Collect every line below that contains the word "hands", and copy each one in full.

• Entries provided
# # #

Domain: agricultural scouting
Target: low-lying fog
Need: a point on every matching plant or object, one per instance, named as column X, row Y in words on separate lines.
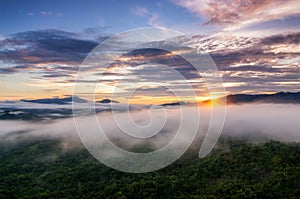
column 255, row 122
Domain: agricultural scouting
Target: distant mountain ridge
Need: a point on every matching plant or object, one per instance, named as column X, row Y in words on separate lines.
column 57, row 100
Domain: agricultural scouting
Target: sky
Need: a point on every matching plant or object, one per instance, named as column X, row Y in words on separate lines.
column 254, row 44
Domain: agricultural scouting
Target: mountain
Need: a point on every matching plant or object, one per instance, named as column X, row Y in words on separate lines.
column 276, row 98
column 56, row 100
column 17, row 115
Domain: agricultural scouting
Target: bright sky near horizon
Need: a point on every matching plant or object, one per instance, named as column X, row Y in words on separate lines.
column 255, row 44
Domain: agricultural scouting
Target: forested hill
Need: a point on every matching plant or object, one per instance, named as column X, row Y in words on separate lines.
column 42, row 170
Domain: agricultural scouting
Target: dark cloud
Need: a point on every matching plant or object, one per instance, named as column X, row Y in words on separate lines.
column 44, row 46
column 290, row 38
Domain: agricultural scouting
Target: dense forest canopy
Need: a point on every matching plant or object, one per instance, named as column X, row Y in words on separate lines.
column 236, row 169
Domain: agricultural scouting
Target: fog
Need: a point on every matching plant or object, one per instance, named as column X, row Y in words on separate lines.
column 255, row 123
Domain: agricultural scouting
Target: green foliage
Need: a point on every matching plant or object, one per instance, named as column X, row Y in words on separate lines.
column 42, row 170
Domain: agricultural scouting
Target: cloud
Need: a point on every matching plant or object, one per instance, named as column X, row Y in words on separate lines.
column 154, row 20
column 140, row 11
column 43, row 48
column 46, row 13
column 266, row 64
column 257, row 123
column 236, row 13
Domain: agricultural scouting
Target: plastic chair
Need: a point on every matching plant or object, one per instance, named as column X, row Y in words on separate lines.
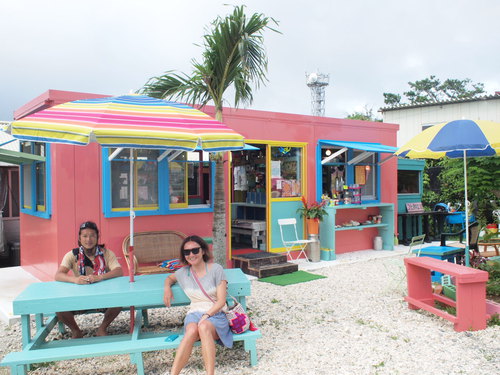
column 417, row 241
column 290, row 239
column 473, row 237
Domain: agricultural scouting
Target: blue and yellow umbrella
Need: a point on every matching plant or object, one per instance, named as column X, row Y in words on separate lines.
column 455, row 139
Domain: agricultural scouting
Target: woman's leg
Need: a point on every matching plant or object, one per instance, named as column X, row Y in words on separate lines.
column 68, row 318
column 109, row 316
column 208, row 335
column 185, row 348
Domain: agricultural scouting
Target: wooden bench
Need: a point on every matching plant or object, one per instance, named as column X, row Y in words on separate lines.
column 470, row 286
column 152, row 248
column 133, row 344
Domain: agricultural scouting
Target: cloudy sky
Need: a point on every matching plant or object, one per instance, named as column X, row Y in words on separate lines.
column 367, row 47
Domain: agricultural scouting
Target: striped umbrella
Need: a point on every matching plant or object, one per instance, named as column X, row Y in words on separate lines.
column 455, row 139
column 135, row 121
column 129, row 121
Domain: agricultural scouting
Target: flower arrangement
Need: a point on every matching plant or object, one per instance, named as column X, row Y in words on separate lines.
column 313, row 211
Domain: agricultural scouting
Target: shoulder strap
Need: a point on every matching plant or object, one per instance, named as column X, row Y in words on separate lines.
column 195, row 277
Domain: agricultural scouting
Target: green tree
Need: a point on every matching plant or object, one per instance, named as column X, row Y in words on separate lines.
column 433, row 90
column 233, row 56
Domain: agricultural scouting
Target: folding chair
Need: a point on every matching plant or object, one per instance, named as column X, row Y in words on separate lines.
column 416, row 241
column 290, row 239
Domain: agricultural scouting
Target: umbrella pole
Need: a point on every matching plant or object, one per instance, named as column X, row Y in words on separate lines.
column 467, row 254
column 132, row 216
column 131, row 243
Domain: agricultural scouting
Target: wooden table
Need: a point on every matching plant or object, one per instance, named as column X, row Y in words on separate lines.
column 447, row 253
column 470, row 292
column 44, row 299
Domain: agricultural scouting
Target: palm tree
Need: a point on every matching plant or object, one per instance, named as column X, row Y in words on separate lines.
column 233, row 56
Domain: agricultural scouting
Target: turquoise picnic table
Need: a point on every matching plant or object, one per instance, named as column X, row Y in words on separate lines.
column 44, row 299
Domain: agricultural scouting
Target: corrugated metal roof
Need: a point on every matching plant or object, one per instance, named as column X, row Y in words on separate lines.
column 429, row 104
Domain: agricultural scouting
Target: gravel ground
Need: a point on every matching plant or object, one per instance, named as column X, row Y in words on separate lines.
column 352, row 322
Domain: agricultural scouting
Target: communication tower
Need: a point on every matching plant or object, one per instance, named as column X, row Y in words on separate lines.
column 317, row 83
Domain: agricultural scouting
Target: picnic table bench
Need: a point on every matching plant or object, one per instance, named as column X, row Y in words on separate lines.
column 44, row 299
column 470, row 292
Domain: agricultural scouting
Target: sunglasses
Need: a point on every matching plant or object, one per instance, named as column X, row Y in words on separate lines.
column 88, row 225
column 195, row 251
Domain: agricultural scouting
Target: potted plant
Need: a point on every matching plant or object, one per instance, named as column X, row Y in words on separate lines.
column 313, row 213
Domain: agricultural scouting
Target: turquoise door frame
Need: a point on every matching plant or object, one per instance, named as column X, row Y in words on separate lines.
column 283, row 209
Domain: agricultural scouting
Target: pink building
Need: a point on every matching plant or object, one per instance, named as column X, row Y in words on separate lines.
column 75, row 184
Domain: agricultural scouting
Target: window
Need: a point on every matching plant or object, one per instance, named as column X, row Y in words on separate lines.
column 365, row 175
column 35, row 182
column 189, row 177
column 145, row 180
column 286, row 172
column 408, row 182
column 161, row 186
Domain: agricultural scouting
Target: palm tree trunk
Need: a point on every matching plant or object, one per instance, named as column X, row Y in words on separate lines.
column 219, row 223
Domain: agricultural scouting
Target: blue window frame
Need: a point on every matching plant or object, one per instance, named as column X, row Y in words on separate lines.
column 35, row 181
column 154, row 194
column 348, row 163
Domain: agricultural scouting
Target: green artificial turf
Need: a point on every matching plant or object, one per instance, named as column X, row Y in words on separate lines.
column 291, row 278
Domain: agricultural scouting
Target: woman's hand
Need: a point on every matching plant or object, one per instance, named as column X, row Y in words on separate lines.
column 81, row 280
column 95, row 278
column 168, row 296
column 203, row 317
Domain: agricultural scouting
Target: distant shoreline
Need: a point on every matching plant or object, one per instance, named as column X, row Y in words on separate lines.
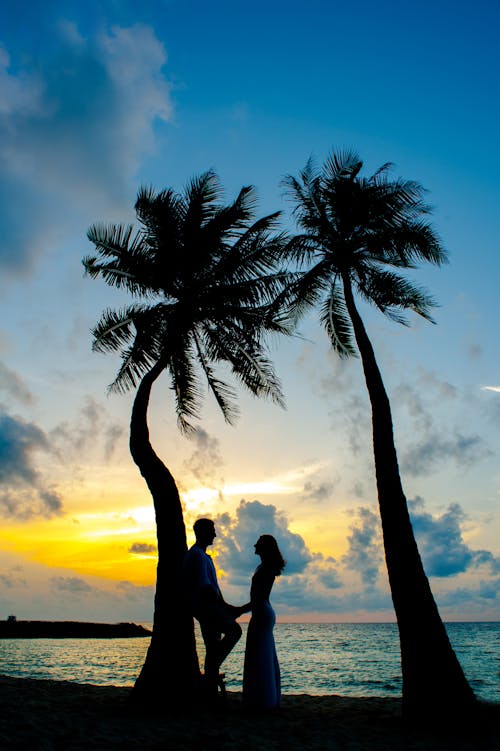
column 70, row 630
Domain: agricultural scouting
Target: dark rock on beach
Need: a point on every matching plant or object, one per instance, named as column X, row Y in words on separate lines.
column 13, row 629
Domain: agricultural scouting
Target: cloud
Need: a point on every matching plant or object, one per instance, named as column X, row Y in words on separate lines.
column 23, row 493
column 12, row 579
column 73, row 584
column 71, row 439
column 440, row 540
column 142, row 548
column 205, row 463
column 318, row 491
column 433, row 450
column 240, row 533
column 79, row 124
column 14, row 386
column 364, row 554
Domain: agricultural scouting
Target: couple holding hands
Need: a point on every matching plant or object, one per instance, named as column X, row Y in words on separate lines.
column 217, row 619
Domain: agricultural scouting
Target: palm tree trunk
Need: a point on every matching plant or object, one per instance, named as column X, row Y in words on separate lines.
column 434, row 684
column 171, row 667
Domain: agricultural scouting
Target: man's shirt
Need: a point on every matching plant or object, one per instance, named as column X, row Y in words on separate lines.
column 199, row 573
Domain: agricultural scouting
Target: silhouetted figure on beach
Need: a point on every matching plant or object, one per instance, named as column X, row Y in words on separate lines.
column 261, row 674
column 216, row 617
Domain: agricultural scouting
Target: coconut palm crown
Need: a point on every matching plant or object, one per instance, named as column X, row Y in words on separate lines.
column 359, row 230
column 358, row 234
column 204, row 277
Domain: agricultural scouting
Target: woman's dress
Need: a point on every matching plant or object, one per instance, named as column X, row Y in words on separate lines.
column 261, row 673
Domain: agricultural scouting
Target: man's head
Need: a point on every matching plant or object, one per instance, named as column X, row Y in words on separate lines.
column 204, row 530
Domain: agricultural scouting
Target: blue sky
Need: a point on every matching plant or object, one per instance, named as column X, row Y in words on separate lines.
column 100, row 98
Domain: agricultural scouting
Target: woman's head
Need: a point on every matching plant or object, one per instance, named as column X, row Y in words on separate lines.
column 267, row 547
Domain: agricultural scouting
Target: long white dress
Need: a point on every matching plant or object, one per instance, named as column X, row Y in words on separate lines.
column 261, row 673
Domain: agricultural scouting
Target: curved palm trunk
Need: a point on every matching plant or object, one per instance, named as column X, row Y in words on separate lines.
column 171, row 667
column 433, row 681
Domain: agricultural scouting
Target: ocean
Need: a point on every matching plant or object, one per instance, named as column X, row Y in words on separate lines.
column 360, row 659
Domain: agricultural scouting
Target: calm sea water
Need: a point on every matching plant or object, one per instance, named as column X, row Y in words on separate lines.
column 359, row 659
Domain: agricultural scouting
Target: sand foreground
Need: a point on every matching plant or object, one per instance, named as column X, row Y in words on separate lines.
column 44, row 715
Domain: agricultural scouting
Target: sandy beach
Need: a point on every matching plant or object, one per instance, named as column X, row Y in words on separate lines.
column 56, row 715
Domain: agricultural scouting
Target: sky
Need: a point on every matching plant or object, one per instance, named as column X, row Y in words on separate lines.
column 97, row 99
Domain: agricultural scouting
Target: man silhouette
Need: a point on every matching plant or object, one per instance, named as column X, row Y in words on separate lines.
column 216, row 617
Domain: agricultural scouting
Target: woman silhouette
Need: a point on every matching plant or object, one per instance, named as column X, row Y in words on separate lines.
column 261, row 673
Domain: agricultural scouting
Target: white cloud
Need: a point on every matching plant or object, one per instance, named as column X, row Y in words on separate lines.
column 73, row 132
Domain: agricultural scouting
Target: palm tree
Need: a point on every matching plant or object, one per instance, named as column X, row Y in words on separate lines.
column 202, row 275
column 357, row 233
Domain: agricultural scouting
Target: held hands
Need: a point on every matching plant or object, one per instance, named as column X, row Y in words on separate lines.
column 238, row 610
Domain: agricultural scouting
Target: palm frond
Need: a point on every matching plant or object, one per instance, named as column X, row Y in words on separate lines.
column 224, row 395
column 115, row 328
column 392, row 293
column 185, row 385
column 337, row 323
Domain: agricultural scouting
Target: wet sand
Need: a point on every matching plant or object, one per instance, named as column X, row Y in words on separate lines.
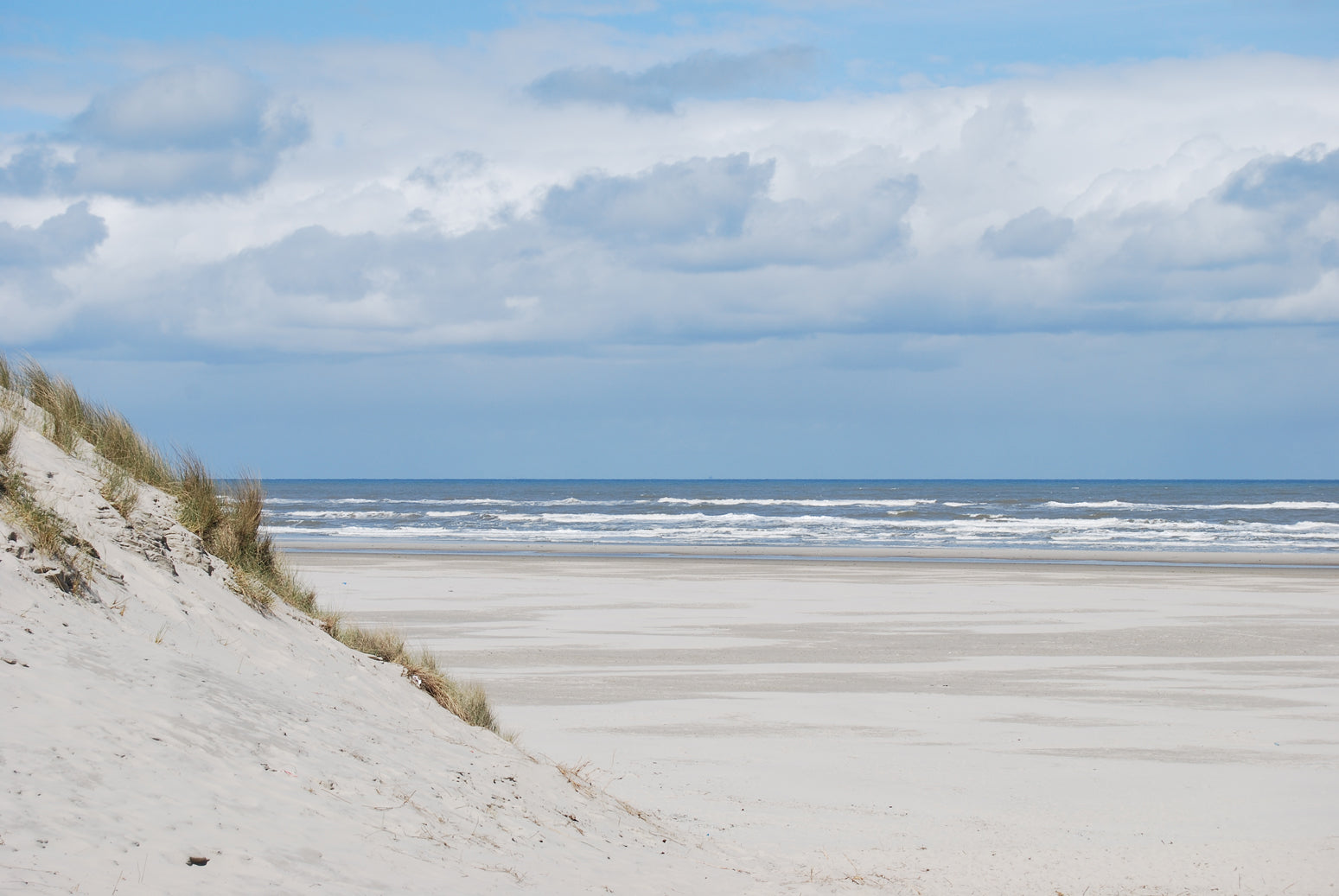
column 934, row 726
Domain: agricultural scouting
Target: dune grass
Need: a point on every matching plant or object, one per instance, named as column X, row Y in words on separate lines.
column 228, row 521
column 53, row 536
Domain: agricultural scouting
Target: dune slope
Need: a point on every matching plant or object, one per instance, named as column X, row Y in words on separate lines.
column 153, row 717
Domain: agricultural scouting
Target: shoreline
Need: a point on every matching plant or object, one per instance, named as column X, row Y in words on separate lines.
column 939, row 726
column 834, row 553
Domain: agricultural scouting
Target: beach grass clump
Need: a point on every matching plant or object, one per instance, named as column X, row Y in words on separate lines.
column 7, row 435
column 226, row 520
column 71, row 418
column 119, row 489
column 468, row 701
column 51, row 535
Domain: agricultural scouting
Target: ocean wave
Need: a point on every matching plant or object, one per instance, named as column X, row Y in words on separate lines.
column 801, row 503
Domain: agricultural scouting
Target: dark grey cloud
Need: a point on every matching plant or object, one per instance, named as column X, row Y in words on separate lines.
column 58, row 241
column 177, row 133
column 1036, row 235
column 705, row 74
column 1278, row 180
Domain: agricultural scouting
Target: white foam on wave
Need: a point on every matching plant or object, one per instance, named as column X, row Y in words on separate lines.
column 801, row 503
column 339, row 515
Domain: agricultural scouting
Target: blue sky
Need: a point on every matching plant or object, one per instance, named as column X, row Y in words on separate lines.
column 638, row 238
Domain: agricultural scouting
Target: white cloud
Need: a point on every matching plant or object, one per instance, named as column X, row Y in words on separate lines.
column 433, row 193
column 175, row 133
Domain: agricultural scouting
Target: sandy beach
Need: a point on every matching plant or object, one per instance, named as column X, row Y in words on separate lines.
column 936, row 726
column 699, row 721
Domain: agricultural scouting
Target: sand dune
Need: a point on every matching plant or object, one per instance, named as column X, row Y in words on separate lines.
column 156, row 718
column 780, row 725
column 926, row 728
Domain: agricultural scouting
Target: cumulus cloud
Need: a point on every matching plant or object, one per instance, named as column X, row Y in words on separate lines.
column 1036, row 235
column 1311, row 175
column 173, row 134
column 715, row 214
column 707, row 74
column 34, row 303
column 58, row 241
column 1126, row 199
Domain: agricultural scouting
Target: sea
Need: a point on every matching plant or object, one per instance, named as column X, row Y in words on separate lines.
column 1244, row 516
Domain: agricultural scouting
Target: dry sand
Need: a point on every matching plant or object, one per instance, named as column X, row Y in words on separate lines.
column 929, row 728
column 156, row 717
column 782, row 725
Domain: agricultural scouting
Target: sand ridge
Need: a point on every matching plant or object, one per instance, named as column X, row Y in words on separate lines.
column 156, row 717
column 928, row 728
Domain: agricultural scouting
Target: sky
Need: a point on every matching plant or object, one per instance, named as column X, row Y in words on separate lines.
column 614, row 238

# # #

• Solution to the exercise
Target: couple holding hands
Target: held hands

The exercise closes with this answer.